**Set problem:** Output the data that follows exactly, line for line.

**Recorded data:**
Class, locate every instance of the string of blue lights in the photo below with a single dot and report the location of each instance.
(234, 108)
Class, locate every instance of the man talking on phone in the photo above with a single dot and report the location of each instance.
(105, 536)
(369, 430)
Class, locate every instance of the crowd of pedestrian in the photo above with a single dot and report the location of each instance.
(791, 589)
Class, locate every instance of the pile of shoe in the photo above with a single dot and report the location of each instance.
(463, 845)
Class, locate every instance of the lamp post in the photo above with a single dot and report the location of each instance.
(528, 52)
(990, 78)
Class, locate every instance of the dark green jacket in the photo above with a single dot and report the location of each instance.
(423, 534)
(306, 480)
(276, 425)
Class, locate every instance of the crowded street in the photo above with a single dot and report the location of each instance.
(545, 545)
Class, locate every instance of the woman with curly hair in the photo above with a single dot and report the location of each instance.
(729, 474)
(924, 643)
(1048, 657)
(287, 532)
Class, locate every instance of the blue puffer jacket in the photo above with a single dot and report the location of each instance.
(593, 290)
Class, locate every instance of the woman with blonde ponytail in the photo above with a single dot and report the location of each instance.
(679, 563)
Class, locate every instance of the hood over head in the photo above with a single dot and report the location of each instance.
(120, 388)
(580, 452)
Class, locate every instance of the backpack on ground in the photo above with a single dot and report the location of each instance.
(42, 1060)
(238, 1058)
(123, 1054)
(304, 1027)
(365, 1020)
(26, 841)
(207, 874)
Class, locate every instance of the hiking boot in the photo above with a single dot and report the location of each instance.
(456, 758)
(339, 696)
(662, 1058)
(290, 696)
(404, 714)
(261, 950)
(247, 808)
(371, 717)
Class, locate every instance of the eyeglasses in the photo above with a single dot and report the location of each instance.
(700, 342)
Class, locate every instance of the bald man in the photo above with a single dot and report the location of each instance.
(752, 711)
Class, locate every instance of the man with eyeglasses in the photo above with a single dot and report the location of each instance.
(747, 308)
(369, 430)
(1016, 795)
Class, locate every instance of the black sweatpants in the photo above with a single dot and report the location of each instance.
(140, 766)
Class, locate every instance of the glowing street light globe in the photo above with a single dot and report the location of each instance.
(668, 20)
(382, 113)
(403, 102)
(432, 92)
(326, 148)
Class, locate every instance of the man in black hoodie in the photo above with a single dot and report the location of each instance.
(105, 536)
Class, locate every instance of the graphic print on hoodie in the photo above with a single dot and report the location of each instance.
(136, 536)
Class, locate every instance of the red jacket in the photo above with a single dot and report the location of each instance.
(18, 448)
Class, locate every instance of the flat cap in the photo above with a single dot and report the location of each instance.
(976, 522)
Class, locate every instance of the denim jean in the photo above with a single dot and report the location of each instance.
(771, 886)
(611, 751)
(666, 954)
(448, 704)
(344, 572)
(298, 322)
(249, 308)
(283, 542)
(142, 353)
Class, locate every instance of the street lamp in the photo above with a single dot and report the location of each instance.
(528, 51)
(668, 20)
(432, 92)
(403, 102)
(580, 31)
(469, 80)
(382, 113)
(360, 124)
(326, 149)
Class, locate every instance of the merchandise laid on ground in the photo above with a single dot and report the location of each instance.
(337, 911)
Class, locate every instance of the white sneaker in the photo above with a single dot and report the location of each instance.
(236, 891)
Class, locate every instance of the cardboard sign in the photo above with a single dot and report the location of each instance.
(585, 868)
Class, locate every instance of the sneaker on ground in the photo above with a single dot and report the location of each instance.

**Solution to this task:**
Class, locate every instance of the string of blue lights in the photo below with a single dot and report the location of each instance.
(234, 108)
Class, locate every instance of the man talking on phone in the photo above with a single dot and report the location of each instance.
(105, 536)
(369, 430)
Class, locate every instance of the crowd of pedestrian in the photo above with a single dot and report the location of each instance.
(791, 589)
Class, locate every instance of the pile of shoe in the photo above with a single dot and report the location of each instance.
(463, 845)
Class, locate every instance of the lamp post in the photo above with a single dot and report the location of each instance.
(528, 52)
(990, 78)
Class, locate every instance of the dark green jacket in the photo above with a single dot and report the location of each instance.
(423, 534)
(306, 480)
(276, 425)
Class, locate every instance of the crowded street in the photo above with a single dot and report the location of each instance.
(545, 545)
Class, locate every instance of the woman with curly hair in the photo above with a single dot and report the location of each instance.
(729, 474)
(924, 643)
(1048, 657)
(287, 532)
Class, locate every instance of the blue puffer jacket in the photo above with a single dot and report the location of each instance.
(593, 290)
Class, locate every instance of the woman with blonde ponytail in the photo above with a single dot and report the location of each instance.
(679, 563)
Class, locate every instance of the hood over head in the photo above with a single dot and report the location of each instance.
(120, 388)
(580, 452)
Class, locate every instance of the backpack on ground in the photo above with a single dot and report the location of each instance.
(42, 1060)
(238, 1058)
(123, 1054)
(304, 1027)
(365, 1020)
(26, 841)
(207, 874)
Class, locate every instance of the hiking boot in the photo above with a single dot and report the location of each instance.
(456, 758)
(339, 696)
(662, 1058)
(290, 696)
(404, 714)
(261, 950)
(247, 808)
(371, 717)
Class, locate every instance of the eyeglasses in the photo above with a single dot and report the location of each instance.
(700, 342)
Class, locate every instance of the bald man in the photo above with a single dot and report the location of each instance.
(752, 711)
Class, locate every instance of the man with eyeglasses in the photo above with a single dot and report the location of each instance.
(747, 308)
(369, 430)
(1016, 795)
Class, locate every instance of the black sweatpants in the photo above with a single dot and report the location of each instance.
(140, 766)
Class, locate every instance of the glowing street light globe in the photo above with a single dot and report the location of each instance.
(668, 20)
(382, 113)
(403, 102)
(432, 92)
(326, 148)
Class, locate every instance of the man in black hoodie in the photo above with a single dot and report the location of each instance.
(105, 536)
Class, locate every instance of the graphic print on hoodie in the photo above with a single dot and report the location of each instance.
(136, 536)
Class, locate every instance of the red jacket in the photo above with a single dot and report the location of each instance.
(18, 448)
Class, locate every instance of the flat cap in the photo above with a single dot and report the location of each instance.
(976, 522)
Class, locate every instance of the denim jean in the photo above with a single dot and report the location of each instance.
(771, 886)
(611, 751)
(666, 954)
(448, 704)
(344, 572)
(298, 322)
(249, 308)
(283, 542)
(142, 353)
Class, locate every instance of the street lamp in the photo above with a single dot and report the location of each instance.
(528, 51)
(668, 20)
(432, 92)
(403, 102)
(580, 31)
(469, 80)
(382, 113)
(360, 124)
(326, 149)
Class, locate every instance of the merchandise laid on ground in the photo above with a single dot and report the location of each instance.
(337, 911)
Class, locate every instance of the white sneaker in the photo above with a single dot and report the location of each instance.
(236, 891)
Class, locate every instance of the cardboard sign in the photo above with a single dot and report the location of each instance.
(585, 868)
Class, locate every instance of the sneaker on ground in the photo above with a single dot and report the location of each instance.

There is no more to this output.